- To do
1. Copy the essay about a hard year, everything from "Whether you’re spending" down to "insert chore here.".
2. Pick up the essay about a hard year where it stops and keep it going.

- Source extract
By Darrel Wang
PSE PRO Tactical Head Coach
“Only those who have walked in darkness can see great light.”
2018 has been my toughest year to date.
In chronological order, I:
• separated from a very successful career in the military
• moved to a state that I’ve never spent time in
• was declined a job promotion for the first time (twice)
• experienced the death of my father
• am spending Christmas by a candlelit computer screen, writing this article, alone
All of these events transpired, seemingly, back-to-back-to-back; in a sense I feel like I just wasn’t able to “catch up”.
But that’s just it, isn’t it?
I was at a Christmas Eve church service here in Scottsdale last night and the pastor gave a sermon about finding “peace”.
Although the message was targeted towards about five people in the audience going through the darkest of times, the rest of the room banded together, nodded their heads and, as church-goers know, out burst a synchronized “mm-hmm”.
The point of that story was that for the five people in a room filled with 900, you’re not alone. And you will never be.
If the shoe fits for you, I’m telling you that it does get better.
Whether you’re spending the holidays alone, in a shitty plywood-lined dorm room somewhere in the Middle East, or in a minimally-occupied airport because your flight was cancelled, you really are not, truly, alone.
As misery loves company it can be a toxic environment to be around people that spend most of their days bitching about how the weather was too cold, that their boss is “the worst”, or that their spouse won’t stop pestering them about insert chore here.

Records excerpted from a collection
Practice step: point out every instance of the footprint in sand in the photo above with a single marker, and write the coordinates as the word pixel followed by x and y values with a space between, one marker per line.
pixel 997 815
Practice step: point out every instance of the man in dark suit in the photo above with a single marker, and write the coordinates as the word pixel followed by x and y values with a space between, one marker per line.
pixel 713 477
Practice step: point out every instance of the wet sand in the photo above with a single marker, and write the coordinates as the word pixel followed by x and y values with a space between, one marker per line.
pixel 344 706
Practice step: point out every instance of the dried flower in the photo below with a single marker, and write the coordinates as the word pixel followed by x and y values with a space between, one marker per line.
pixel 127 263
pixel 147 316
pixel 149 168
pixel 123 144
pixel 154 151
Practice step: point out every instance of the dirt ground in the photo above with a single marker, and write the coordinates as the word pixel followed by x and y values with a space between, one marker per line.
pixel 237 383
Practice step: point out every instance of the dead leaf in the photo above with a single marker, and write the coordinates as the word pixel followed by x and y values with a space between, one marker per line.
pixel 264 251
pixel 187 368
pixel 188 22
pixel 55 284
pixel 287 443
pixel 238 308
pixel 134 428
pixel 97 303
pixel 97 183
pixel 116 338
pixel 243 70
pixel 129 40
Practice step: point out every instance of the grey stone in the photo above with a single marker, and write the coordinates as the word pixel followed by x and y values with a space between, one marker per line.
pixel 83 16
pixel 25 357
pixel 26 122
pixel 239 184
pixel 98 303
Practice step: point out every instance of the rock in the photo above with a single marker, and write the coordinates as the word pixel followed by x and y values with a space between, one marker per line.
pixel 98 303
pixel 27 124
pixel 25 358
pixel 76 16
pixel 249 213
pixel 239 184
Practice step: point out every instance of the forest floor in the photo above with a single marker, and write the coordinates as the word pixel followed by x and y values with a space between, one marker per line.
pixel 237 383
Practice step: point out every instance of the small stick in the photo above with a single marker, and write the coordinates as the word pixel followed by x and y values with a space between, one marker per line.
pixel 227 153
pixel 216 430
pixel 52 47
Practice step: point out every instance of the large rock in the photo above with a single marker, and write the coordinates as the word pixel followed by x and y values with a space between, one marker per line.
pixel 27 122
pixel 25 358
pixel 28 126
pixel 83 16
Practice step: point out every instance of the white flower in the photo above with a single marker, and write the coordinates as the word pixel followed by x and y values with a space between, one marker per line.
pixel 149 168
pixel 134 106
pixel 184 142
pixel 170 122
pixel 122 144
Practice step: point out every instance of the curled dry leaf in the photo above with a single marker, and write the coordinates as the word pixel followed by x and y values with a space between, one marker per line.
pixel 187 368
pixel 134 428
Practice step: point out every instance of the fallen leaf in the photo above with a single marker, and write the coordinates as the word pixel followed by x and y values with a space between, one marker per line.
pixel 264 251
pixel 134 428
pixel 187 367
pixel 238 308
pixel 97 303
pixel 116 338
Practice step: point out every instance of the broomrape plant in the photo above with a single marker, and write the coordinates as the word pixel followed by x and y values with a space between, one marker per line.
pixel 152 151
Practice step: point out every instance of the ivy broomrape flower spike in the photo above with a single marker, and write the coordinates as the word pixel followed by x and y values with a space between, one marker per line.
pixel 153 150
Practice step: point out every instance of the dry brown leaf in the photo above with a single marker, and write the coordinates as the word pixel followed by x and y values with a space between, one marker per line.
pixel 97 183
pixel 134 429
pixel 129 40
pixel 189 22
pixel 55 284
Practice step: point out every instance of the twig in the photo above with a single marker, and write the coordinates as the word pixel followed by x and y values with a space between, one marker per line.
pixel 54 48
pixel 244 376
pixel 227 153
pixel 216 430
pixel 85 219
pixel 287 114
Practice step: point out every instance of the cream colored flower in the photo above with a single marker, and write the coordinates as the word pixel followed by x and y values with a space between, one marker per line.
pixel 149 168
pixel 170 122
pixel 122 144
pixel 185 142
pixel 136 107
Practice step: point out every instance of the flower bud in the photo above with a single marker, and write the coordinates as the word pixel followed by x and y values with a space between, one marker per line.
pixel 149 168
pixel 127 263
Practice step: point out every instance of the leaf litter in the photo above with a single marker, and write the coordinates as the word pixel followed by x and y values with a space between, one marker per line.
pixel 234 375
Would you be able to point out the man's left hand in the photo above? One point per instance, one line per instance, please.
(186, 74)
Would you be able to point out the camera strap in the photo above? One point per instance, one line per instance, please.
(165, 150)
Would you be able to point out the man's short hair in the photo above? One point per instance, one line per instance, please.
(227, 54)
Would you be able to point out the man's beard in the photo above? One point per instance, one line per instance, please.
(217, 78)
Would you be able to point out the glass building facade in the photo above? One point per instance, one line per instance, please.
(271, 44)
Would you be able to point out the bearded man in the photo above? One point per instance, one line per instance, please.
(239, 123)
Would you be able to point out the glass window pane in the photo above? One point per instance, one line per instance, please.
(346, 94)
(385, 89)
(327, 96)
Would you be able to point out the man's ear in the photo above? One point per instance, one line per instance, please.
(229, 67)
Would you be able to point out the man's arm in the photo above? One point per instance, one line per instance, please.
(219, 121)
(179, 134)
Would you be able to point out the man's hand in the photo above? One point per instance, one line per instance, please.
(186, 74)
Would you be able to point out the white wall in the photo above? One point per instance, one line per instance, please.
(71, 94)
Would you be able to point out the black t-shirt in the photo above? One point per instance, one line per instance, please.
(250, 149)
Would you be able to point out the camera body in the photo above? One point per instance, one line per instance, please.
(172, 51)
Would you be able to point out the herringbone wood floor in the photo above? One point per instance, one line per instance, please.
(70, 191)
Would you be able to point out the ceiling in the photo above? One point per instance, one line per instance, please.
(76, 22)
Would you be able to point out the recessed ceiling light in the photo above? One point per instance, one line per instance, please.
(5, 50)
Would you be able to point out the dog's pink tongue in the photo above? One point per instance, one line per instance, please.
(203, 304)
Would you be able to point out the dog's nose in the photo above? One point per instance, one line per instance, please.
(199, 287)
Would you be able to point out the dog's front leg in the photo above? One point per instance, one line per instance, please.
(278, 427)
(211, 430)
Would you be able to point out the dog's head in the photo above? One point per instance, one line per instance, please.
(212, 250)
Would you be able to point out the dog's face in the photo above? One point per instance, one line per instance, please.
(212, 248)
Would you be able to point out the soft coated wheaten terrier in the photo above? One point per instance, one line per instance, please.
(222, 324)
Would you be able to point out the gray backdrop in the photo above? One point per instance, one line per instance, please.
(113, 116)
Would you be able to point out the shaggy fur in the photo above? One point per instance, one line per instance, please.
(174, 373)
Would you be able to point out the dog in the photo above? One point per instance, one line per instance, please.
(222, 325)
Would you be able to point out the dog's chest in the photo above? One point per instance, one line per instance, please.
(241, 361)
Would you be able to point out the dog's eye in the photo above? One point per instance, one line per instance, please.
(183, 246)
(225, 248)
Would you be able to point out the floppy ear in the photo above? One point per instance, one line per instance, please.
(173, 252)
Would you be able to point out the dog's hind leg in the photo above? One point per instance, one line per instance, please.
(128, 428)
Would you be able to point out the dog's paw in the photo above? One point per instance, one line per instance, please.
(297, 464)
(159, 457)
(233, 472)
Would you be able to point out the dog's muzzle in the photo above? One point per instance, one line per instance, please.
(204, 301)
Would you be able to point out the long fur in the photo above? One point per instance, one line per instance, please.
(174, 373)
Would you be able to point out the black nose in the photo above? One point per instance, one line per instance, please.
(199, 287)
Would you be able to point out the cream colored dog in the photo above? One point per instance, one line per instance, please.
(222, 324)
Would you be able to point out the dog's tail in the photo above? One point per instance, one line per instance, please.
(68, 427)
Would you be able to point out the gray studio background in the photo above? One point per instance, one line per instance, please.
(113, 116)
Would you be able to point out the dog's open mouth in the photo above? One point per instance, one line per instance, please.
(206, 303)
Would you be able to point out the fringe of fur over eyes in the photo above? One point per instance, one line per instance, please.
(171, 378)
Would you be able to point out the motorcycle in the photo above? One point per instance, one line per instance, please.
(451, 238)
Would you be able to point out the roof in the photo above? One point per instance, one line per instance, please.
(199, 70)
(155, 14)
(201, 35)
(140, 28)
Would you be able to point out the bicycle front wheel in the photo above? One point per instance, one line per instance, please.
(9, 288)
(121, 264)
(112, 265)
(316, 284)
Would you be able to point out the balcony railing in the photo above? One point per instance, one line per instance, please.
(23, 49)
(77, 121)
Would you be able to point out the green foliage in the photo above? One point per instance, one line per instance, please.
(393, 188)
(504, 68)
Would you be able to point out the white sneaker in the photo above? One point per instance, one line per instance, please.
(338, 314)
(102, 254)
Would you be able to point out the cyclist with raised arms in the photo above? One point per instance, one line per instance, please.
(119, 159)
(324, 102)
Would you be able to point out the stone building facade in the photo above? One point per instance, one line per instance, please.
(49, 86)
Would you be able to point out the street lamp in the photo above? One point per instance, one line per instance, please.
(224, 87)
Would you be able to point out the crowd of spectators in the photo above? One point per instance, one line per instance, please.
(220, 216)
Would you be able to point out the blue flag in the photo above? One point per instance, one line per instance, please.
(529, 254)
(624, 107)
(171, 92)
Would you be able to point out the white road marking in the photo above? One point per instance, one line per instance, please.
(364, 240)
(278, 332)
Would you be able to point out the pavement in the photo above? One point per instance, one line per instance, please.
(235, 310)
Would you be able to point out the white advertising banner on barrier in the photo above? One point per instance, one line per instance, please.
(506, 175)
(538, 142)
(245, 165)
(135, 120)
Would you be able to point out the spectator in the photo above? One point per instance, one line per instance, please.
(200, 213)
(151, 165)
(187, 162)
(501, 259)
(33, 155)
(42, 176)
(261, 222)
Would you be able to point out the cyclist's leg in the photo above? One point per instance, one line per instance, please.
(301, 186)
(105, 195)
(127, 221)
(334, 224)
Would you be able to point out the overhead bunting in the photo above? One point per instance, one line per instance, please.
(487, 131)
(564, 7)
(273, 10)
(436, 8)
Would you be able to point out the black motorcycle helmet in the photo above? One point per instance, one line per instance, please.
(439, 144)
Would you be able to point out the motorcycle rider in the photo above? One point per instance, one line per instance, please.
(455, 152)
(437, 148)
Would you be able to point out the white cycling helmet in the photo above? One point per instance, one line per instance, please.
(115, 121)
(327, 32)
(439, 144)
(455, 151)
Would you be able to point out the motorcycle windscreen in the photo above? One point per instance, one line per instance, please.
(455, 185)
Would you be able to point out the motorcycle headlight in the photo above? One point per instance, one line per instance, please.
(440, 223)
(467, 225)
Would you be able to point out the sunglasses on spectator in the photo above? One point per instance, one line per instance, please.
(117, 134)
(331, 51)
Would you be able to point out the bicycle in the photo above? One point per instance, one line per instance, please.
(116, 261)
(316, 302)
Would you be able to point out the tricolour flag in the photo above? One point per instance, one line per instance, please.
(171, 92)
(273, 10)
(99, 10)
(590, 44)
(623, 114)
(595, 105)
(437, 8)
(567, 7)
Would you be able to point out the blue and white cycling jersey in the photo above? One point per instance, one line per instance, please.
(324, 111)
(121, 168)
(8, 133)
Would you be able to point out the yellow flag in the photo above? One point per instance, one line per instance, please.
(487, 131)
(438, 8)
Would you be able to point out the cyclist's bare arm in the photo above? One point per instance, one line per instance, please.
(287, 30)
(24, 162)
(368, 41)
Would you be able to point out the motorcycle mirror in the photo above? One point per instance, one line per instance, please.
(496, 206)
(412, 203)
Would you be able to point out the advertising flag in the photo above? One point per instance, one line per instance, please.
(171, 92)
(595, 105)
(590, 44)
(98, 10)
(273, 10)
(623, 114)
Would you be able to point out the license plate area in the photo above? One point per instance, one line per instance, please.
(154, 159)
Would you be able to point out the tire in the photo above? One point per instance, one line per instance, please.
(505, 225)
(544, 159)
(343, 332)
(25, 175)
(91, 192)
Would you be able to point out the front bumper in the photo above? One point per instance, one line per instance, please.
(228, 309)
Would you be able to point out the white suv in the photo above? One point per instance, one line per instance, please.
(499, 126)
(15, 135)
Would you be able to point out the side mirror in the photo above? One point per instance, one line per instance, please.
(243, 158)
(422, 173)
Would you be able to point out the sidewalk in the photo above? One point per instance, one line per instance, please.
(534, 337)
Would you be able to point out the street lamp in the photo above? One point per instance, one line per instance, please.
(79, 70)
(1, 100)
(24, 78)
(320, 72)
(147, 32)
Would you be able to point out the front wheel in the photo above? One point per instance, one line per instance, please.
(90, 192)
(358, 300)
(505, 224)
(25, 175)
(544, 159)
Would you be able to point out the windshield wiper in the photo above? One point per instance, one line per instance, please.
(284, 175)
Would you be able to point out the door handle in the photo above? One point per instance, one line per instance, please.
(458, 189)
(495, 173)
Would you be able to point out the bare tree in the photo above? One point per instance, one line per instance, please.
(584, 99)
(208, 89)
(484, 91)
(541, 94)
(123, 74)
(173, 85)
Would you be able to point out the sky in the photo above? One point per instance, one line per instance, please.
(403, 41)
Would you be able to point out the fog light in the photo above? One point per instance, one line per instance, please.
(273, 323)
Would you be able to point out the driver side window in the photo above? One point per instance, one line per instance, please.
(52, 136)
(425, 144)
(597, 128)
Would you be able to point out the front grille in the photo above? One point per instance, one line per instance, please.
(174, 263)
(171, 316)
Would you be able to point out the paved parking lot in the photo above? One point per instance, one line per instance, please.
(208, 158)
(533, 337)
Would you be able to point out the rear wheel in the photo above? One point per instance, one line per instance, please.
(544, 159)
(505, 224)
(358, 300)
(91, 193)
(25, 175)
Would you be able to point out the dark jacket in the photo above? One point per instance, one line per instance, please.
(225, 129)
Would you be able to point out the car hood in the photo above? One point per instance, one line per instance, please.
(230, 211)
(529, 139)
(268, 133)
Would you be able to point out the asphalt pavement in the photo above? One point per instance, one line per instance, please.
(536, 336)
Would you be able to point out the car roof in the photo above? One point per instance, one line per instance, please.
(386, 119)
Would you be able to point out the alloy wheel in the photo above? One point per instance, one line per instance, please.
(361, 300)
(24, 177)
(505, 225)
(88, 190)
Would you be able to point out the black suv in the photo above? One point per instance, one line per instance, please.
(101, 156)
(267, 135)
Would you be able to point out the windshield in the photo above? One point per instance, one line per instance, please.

- Response list
1.
Whether you’re spending the holidays alone, in a shitty plywood-lined dorm room somewhere in the Middle East, or in a minimally-occupied airport because your flight was cancelled, you really are not, truly, alone.
As misery loves company it can be a toxic environment to be around people that spend most of their days bitching about how the weather was too cold, that their boss is “the worst”, or that their spouse won’t stop pestering them about insert chore here.

2.
Take personal responsibility in creating the outcome or peace that you’re seeking. If that means meditation (which, for all of you, you should be doing anyway), spending an entire day only using positive-self-talk, or finding resolutions instead of talking about the problem, do it. Once that plan of action starts to take place, see how quickly things start to turn around for you.
It would be so easy for me to spend my time alone thinking about Cancer, how it took my father’s life, and how miserable he was while going through chemotherapy. However, I can tell you that from experience, the biggest positive change occurred when I started reflecting on the brightest times that my father and I would have – sitting in his backyard, drinking coffee, and enjoying the beautiful Southern California sunrise.
The “shift” in your life can only occur when you try to change the way that you see and process things… internally.